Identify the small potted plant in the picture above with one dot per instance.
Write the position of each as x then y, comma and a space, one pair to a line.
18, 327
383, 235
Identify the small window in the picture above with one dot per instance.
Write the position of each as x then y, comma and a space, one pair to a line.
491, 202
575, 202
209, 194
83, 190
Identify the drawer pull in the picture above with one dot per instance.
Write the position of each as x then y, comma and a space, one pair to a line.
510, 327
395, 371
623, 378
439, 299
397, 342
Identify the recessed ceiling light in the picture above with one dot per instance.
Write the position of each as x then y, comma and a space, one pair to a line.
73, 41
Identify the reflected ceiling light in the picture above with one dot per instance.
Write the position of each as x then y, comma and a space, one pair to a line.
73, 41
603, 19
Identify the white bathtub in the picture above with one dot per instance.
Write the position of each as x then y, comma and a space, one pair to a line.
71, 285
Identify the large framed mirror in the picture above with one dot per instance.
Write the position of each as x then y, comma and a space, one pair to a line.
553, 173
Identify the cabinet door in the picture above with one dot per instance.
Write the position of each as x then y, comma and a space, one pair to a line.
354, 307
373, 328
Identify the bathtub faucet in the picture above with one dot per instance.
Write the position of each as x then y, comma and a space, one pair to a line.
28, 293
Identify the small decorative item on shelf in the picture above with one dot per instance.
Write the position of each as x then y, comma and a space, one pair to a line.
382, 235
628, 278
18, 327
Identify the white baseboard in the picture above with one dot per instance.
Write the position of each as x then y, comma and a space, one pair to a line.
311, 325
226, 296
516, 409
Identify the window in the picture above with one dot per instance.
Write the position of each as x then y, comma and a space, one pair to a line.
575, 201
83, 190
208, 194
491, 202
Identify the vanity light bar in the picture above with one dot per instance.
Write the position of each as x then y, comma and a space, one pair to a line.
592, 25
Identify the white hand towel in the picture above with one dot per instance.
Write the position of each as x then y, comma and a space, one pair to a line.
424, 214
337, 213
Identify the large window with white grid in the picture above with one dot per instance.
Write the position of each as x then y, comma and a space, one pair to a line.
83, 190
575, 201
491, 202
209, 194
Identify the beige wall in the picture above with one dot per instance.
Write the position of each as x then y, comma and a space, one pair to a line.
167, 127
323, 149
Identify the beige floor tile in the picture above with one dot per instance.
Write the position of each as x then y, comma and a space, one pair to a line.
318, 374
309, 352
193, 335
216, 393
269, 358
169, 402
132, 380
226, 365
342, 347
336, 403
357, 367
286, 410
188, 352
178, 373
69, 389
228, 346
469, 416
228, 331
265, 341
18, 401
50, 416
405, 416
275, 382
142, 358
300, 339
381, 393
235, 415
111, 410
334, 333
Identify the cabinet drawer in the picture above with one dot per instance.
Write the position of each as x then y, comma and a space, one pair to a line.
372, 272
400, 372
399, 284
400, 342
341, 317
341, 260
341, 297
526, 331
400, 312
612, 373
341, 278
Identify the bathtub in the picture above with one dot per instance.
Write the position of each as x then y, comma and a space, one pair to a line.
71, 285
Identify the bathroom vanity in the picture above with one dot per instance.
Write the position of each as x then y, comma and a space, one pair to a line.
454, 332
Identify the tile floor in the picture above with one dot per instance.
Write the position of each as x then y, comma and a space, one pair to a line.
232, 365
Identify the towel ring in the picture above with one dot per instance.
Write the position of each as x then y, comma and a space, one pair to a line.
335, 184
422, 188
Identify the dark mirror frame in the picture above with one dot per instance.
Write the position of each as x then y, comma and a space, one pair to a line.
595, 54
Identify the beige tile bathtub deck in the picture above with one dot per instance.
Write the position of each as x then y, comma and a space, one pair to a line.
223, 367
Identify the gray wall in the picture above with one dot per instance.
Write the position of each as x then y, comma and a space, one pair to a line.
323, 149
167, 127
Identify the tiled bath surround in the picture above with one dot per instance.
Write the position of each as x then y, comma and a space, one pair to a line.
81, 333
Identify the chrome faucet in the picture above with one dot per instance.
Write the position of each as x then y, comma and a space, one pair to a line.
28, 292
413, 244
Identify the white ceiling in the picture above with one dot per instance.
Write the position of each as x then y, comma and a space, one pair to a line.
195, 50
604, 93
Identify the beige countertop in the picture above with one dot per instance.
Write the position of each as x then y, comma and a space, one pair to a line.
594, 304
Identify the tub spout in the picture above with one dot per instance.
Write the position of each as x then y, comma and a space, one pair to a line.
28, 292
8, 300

# # #

## Set problem
Copy the records above exactly as they appear.

## Output for this exercise
Identify the small potted plant in the picture above with one dot per instance.
Write the position of each as x then y, comma and a space, one pair to a line.
18, 327
383, 235
Identify the small window in the picture above with one dot per instance.
Write the position of each as x then y, comma and a space, one pair to a line.
491, 202
575, 202
209, 194
83, 190
Identify the drawer pull in the picture above with one dot per instance.
Write the position of each as x then y, comma and a space, one pair to a line.
510, 327
395, 371
623, 378
439, 299
397, 342
Identify the recessed ceiling light in the picture above with one dot per instance.
Write the position of each as x then y, comma and a space, one pair to a line.
73, 41
Identify the reflected ceiling light in the picture above with one dot per instance.
Write the position of each as x then y, comma and a space, one pair to a line.
73, 41
603, 19
Identify the white bathtub in the picture above with one dot per instance.
Write the position of each as x then y, comma and a space, one pair to a line.
71, 285
Identify the large framed mirror in the picture above with one dot per instance.
Write the position of each as x then y, comma and a space, one pair to a line.
553, 173
Identify the cabinet door in the picture above with one dot per instance.
Write the position of each as x then y, comma and a space, one pair to a line.
354, 307
373, 328
Identify the bathtub faucet in the picture above with one dot per instance.
Write the position of each as x then y, comma and a space, one pair to a line.
28, 293
Identify the small decorative item on shelf in the picture above with one dot per instance.
Write the position of each as x then y, comma and a space, one pair to a line.
382, 235
628, 278
18, 327
Identify the white baseboard in the picture above with one dot per instance.
Write the position of each as x then y, comma and a space, one pair to a line.
311, 325
226, 296
516, 409
Identify the window in the picture above with one dot per instance.
Write the position of each as x then y, comma and a space, one pair to a line.
575, 201
83, 190
208, 194
491, 202
Identify the vanity light bar in the picture above with one dot per instance.
Write the position of each as x then y, comma and a space, one pair to a line.
592, 25
Identify the white hand towel in the picture above with one dot per instance.
Write the position of each as x then y, comma and a space, one pair to a line.
424, 214
337, 213
Identify the large window with white grid in the picture above with one dot per instance.
Write the position of each as x then y, comma and a space, one pair to a line.
83, 190
575, 201
491, 202
209, 194
Identify the beige wall in the picture above with one dot per instance.
Write the position of each as x then y, comma and a space, one pair to a line.
167, 127
323, 149
Identify the beige floor tile in the picture above with one dot per instance.
Write the position of each as x then y, comma and a space, one pair to a line.
318, 374
309, 352
193, 335
216, 393
269, 358
169, 402
132, 380
226, 365
342, 347
336, 403
357, 367
286, 410
188, 352
178, 373
69, 389
228, 346
469, 416
228, 331
265, 341
18, 401
50, 416
405, 416
275, 382
142, 358
300, 339
381, 393
235, 415
111, 410
334, 333
Identify the cabinet drawer in the picture above with one dot per instance.
Write the position of each as x then y, comma and a space, one pair to a line.
372, 272
400, 372
399, 284
400, 342
341, 317
341, 260
341, 297
526, 331
400, 312
612, 373
341, 278
Identify the bathtub in the picture above with one dot per instance.
Write the position of each as x then y, comma and a space, one pair to a line.
71, 285
Identify the bathroom vanity in the picture above with one dot per instance.
Write the position of each as x then y, comma and a space, one pair to a line.
454, 332
Identify the tile floor in the picture above with one dot per instance.
Write the position of each as x then y, comma and a space, one pair to a line.
232, 365
Identify the towel ring in the picture above with one dot per instance.
Write the position of each as x then y, comma and a space, one pair to a line.
335, 184
422, 188
Identify the dark mirror frame in the picture above with one dot per instance.
Write the position of each as x then y, comma and a space, one pair to a line.
595, 54
Identify the beige tile bathtub deck in the picture above with one dot per instance.
Write the position of each as x then y, comma and a space, one pair to a line.
223, 367
Identify the gray wall in the picture above with one dot per instance.
Write the position of each as x then y, comma and a space, one pair to a line.
323, 149
167, 127
Identify the tiled bath surround in the picture above with one dot per instance.
Write the position of each as x then y, comma and a space, one pair to a line.
81, 333
Identify the chrome faucet in the picture above with one dot per instance.
Write the position of each as x then y, comma and a space, one pair to a line.
28, 292
413, 244
Identify the white ceiling in the picture above with one dot per instance.
Write the position of each as x then y, comma and a space, one pair to a line.
195, 50
604, 93
Identify the beige countertop in the picture above with one dot per instance.
Write the position of each as x then y, comma and a space, one pair to a line.
594, 304
Identify the tub spout in the picture above with one dot per instance.
Write the position of each as x then y, comma and a space, one pair to a line.
28, 292
8, 300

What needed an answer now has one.